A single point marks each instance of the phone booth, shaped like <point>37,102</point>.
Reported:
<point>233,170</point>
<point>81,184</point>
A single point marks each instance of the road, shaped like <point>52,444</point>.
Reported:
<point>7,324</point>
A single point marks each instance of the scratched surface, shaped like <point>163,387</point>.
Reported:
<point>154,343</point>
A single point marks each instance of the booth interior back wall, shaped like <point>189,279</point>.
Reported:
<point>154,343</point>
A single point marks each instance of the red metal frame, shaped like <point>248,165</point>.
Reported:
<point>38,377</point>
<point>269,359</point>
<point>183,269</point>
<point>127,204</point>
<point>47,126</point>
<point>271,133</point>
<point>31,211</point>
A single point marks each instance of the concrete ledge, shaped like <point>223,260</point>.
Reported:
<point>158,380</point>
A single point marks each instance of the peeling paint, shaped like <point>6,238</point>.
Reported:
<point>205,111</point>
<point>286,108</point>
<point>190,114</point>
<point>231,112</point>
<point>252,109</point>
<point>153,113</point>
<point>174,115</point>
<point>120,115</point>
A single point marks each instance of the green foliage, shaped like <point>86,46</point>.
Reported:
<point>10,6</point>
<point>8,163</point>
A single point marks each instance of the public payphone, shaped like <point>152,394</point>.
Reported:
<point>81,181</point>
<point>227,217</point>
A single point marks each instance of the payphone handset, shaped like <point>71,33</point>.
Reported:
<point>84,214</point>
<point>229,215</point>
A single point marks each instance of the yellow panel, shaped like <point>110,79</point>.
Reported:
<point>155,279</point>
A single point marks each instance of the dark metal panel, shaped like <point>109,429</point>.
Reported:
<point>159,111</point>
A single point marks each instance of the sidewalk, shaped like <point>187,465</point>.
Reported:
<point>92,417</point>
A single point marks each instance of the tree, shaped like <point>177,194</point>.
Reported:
◇ ◇ ◇
*Exercise directions*
No line before the one containing "A single point marks each instance of the dark" should be copied; restate that line and all the rest through the end of the data above word for word.

*Exercise answer*
A single point marks each instance of the dark metal panel, shaped like <point>109,429</point>.
Reported:
<point>159,111</point>
A single point marks each instance of the sidewalk, shaped like <point>187,465</point>.
Reported:
<point>92,417</point>
A single point marks each instance of the tree, shaped like <point>177,194</point>.
Reported:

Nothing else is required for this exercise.